If you think I'm being dramatic, I'm not. She said there were three or four "token" questions on "minority" authors. (Well, thanks for the shout-out!) This classic issue of "who decides greatness" in literature is by no means the fault of the ETS, and by no means new. It reflects a cultural bias or a Eurocentric focus and system of value in curriculum knowledge and instruction. BUT - why is a test like this, that perpetuates the problem and continues what we know are bad patterns, still in existence? Is this reflective of the outfit's attention to "global equity in education", or whatever other crap they sell?

And here's the most disturbing issue: I had the same problem my student did when I took the praxis exam - EIGHT YEARS AGO. You're telling me that in eight years, with the windfall of cash that's been pumped into the ETS (especially since the cost of the test has increased dramatically and test score "expiration" shrank from 5 years to 2 in most universities, prompting a HUGE increase in people having to re-take the test), they couldn't resolve some of these issues or work to construct a different method of evaluation that isn't just about trivia and memorizing plots that, let's be honest, don't "speak" to most of us? (Oh, woe is the Hemingway character whose entire world is wrapped up in hyper-masculinity, preying on wicked women, and finding excessive wealth problematic. Yeah that totally makes me reflect on my own life and addresses universal issues we all face.)

So where I enter this world again is another GRE exam for my Political Science PhD. Because as we all well know, it's very important that I demonstrate my knowledge of Geometry for this degree. I can't even begin to imagine how important the Pythagorean Theorem will be to the papers I'll write on social justice movements for women in third world countries. Knowing how to calculate the area of a rhombus or the radius of a circle will also certainly come in handy when I'm taking a class on global governance & transnational policy. And surely the word "quixotic" and my ability to say that "Pugilist:Bellicose as Scholar:Erudite" will be VERY important in my dissertation research on how policy is constructed to empower or disempower women in the micro loan and small business initiative process in developing nations.

And please, spare me the line that these kinds of exam questions test one's ability to problem solve or see patterns or apply logic in a way that is reflective of real-world or student/scholar skills. I don't buy it when the ETS sells it as justification or explanation for their one-size-fits-all, very pricey exam, and I don't buy it when institutions or individuals launch into such points as a defense of the test. Just because one forgets what the word "salubrious" means and therefore decreases their verbal score dramatically does NOT mean that one has a crappy vocabulary and is doomed for failure in writing for graduate school. And really, it's that random with most of the exam. It does not measure what it purports to measure, as what it purports to measure cannot be extracted on a computer terminal or piece of paper in two hours.

Recently someone said there is a need for standardization when considering entry into academic institutions - especially post-grad - since there are so many mediocre schools granting degrees purportedly comparable and equal to other, more comprehensive schools. "What do you do with a degree from some random, hippie private school that doesn't really assign grades and lets students major in tangential weirdo stuff that doesn't really prepare them for a grad program?". Really good point - as is the one that many undergraduate programs have been watered down, taking students they normally wouldn't and lowering standards to increase their profit and deal with looming or immediate budget crises.

But should we blame the "unprepared student" for that? When they've extensively paid a school which promises to prepare them in a way that they've been licensed to do by certain accrediting institutions? If this system fails them, why do we punish them further, monetarily and psychologically, with these tests that lay the blame squarely with them when they fail (not with the test, not with the system)?

Seems like a big honkin capitalist scam to me. But then, isn't everything?

I have to go re-teach myself some algebra.

**Entries shown**:

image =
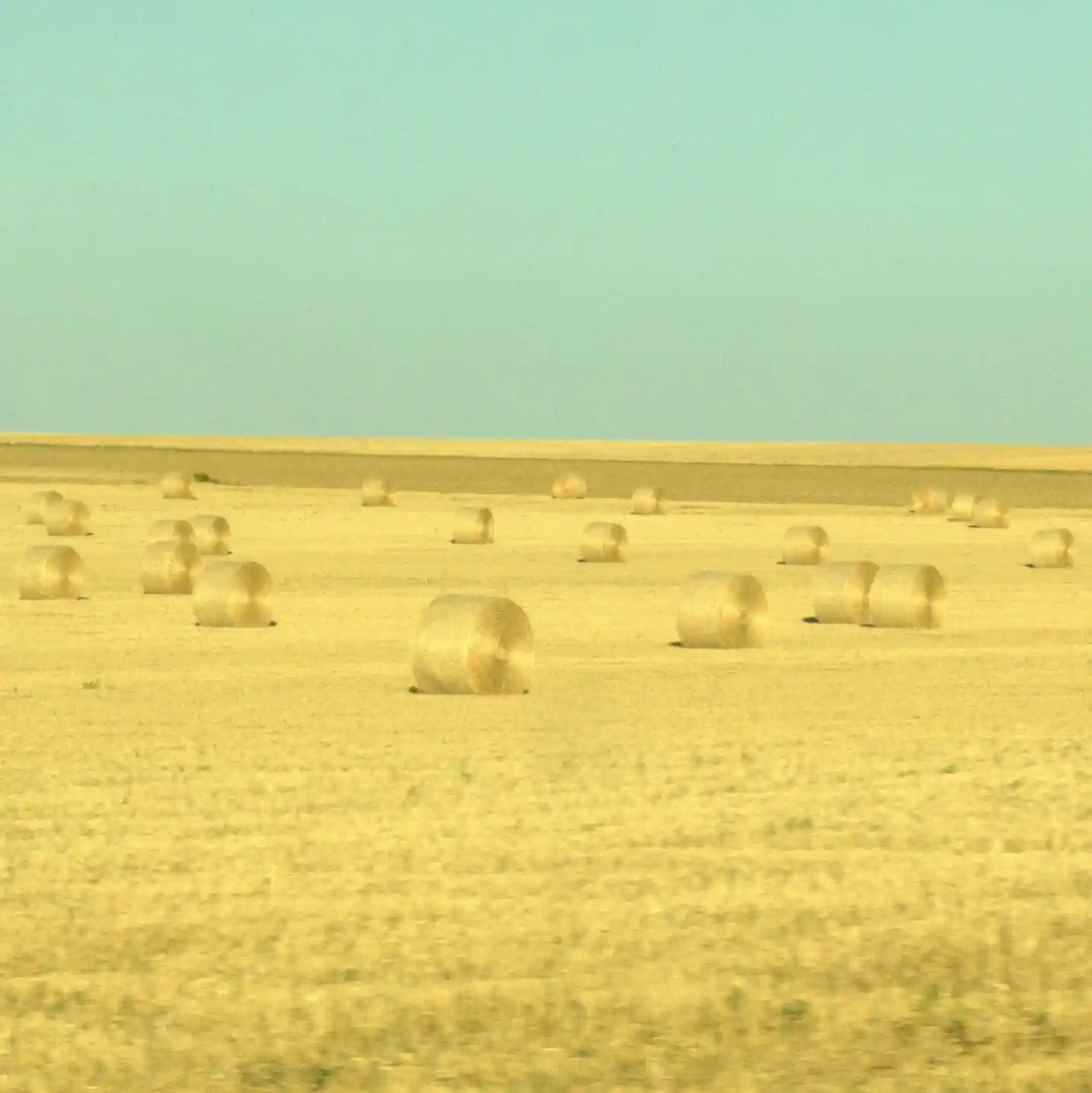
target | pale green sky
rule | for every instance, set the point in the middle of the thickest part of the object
(617, 219)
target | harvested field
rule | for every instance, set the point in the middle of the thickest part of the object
(252, 859)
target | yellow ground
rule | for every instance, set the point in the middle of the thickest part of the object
(252, 860)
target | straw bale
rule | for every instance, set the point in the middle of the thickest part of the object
(68, 518)
(169, 567)
(604, 542)
(649, 500)
(805, 545)
(569, 487)
(175, 485)
(233, 593)
(37, 503)
(1052, 549)
(474, 526)
(989, 513)
(212, 535)
(52, 573)
(722, 612)
(911, 596)
(842, 593)
(474, 645)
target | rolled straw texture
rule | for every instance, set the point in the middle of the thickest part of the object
(474, 645)
(604, 542)
(233, 593)
(805, 545)
(722, 612)
(34, 510)
(474, 527)
(169, 567)
(1052, 549)
(909, 596)
(52, 573)
(842, 592)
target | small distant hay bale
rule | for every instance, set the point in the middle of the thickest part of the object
(169, 567)
(179, 530)
(569, 487)
(37, 504)
(989, 513)
(233, 593)
(175, 485)
(963, 507)
(1052, 549)
(604, 542)
(68, 518)
(212, 535)
(649, 500)
(52, 573)
(722, 612)
(805, 545)
(474, 645)
(842, 593)
(376, 493)
(909, 596)
(474, 527)
(929, 502)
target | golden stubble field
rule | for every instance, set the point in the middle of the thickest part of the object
(855, 859)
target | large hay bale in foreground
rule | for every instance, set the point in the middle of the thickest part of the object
(474, 645)
(722, 612)
(909, 596)
(929, 502)
(842, 593)
(989, 513)
(474, 527)
(52, 573)
(233, 593)
(179, 530)
(604, 542)
(170, 567)
(1052, 549)
(805, 545)
(212, 535)
(569, 487)
(34, 510)
(649, 500)
(68, 518)
(175, 485)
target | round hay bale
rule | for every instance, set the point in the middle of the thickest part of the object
(376, 493)
(569, 487)
(211, 535)
(989, 513)
(963, 507)
(37, 505)
(472, 527)
(179, 530)
(805, 545)
(52, 573)
(929, 502)
(649, 500)
(474, 645)
(233, 594)
(68, 518)
(842, 593)
(911, 596)
(722, 612)
(604, 542)
(175, 485)
(1052, 549)
(170, 567)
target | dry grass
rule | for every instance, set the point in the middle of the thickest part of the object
(250, 859)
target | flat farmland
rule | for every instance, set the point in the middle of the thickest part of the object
(239, 859)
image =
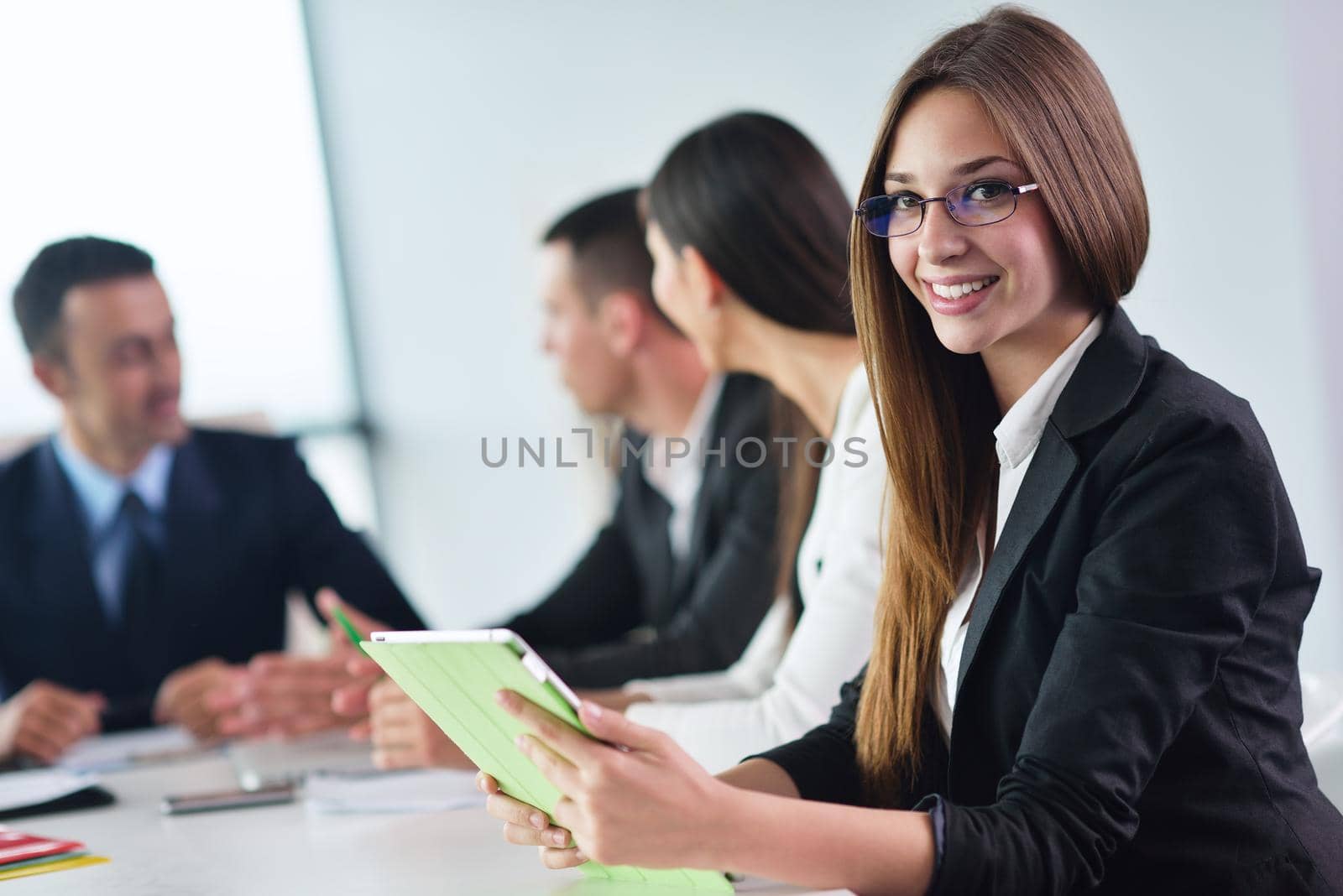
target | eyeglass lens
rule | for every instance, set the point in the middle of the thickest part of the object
(973, 206)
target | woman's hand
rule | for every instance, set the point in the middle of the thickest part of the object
(648, 804)
(528, 826)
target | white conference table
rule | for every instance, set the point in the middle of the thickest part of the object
(289, 849)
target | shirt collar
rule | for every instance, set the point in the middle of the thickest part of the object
(1021, 427)
(101, 492)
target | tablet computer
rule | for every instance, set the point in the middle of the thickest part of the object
(454, 675)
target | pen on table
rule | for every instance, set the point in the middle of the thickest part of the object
(339, 615)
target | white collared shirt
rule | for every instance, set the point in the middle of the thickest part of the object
(676, 468)
(1017, 436)
(100, 495)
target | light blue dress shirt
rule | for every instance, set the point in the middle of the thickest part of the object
(100, 494)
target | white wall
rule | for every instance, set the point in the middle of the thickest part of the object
(141, 121)
(456, 132)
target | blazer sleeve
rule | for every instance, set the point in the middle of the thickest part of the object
(597, 602)
(1179, 561)
(319, 551)
(729, 597)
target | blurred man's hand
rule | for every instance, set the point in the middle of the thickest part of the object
(44, 721)
(191, 696)
(406, 738)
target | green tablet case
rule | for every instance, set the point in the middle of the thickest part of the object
(454, 681)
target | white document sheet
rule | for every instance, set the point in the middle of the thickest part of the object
(20, 789)
(127, 748)
(393, 792)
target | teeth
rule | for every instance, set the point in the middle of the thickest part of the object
(958, 290)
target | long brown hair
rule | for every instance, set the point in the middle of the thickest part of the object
(759, 201)
(937, 409)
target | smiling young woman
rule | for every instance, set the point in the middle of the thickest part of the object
(1084, 663)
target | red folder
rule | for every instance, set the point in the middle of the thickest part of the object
(19, 847)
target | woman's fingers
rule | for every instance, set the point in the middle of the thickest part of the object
(557, 734)
(516, 812)
(525, 826)
(557, 859)
(613, 727)
(551, 837)
(557, 770)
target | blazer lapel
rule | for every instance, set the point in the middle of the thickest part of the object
(1051, 468)
(1105, 383)
(195, 522)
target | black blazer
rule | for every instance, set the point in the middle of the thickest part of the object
(626, 611)
(245, 524)
(1128, 708)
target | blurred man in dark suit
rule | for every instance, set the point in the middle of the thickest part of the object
(143, 562)
(682, 576)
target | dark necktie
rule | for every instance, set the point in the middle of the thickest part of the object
(141, 581)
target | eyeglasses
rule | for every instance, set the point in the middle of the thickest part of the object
(973, 206)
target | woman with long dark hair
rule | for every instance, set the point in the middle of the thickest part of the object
(1084, 672)
(759, 284)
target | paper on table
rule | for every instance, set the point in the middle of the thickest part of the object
(20, 789)
(125, 748)
(393, 792)
(270, 761)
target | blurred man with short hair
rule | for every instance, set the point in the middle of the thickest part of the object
(144, 562)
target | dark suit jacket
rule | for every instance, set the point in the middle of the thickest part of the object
(628, 612)
(245, 524)
(1128, 708)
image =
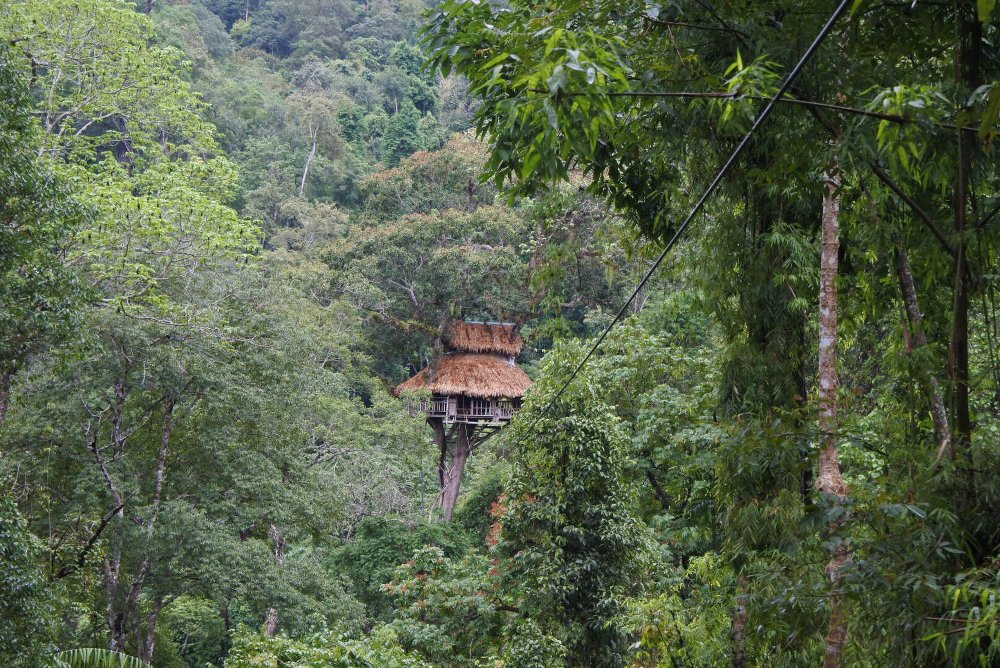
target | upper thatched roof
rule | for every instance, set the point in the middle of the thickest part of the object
(480, 375)
(484, 337)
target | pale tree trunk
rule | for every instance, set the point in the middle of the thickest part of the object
(738, 627)
(967, 68)
(829, 479)
(453, 478)
(278, 543)
(5, 383)
(312, 154)
(914, 316)
(147, 645)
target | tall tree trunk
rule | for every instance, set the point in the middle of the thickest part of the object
(738, 626)
(914, 316)
(5, 382)
(312, 155)
(278, 543)
(453, 478)
(147, 645)
(829, 479)
(967, 65)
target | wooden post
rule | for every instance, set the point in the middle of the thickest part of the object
(452, 480)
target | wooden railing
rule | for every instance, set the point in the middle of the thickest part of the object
(459, 409)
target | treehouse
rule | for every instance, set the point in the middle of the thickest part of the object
(475, 388)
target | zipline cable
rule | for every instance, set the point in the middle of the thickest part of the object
(771, 104)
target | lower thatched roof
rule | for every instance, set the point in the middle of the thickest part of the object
(481, 375)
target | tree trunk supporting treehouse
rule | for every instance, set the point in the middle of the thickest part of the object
(455, 443)
(475, 389)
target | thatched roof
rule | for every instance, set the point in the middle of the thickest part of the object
(484, 337)
(480, 375)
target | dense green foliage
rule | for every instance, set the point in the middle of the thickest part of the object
(228, 228)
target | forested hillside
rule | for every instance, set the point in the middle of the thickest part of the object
(229, 229)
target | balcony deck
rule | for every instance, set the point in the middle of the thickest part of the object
(465, 410)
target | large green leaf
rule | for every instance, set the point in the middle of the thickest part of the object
(91, 657)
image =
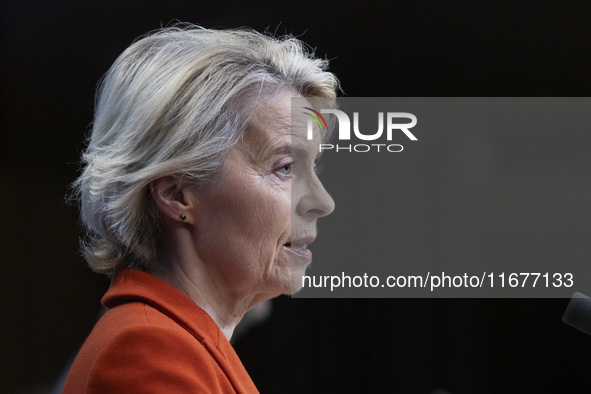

**Assignment**: Print the essay on standardized testing from "Recently someone said" up to and including "immediate budget crises.". Rely only on the essay on standardized testing, not on the data.

**Written response**:
Recently someone said there is a need for standardization when considering entry into academic institutions - especially post-grad - since there are so many mediocre schools granting degrees purportedly comparable and equal to other, more comprehensive schools. "What do you do with a degree from some random, hippie private school that doesn't really assign grades and lets students major in tangential weirdo stuff that doesn't really prepare them for a grad program?". Really good point - as is the one that many undergraduate programs have been watered down, taking students they normally wouldn't and lowering standards to increase their profit and deal with looming or immediate budget crises.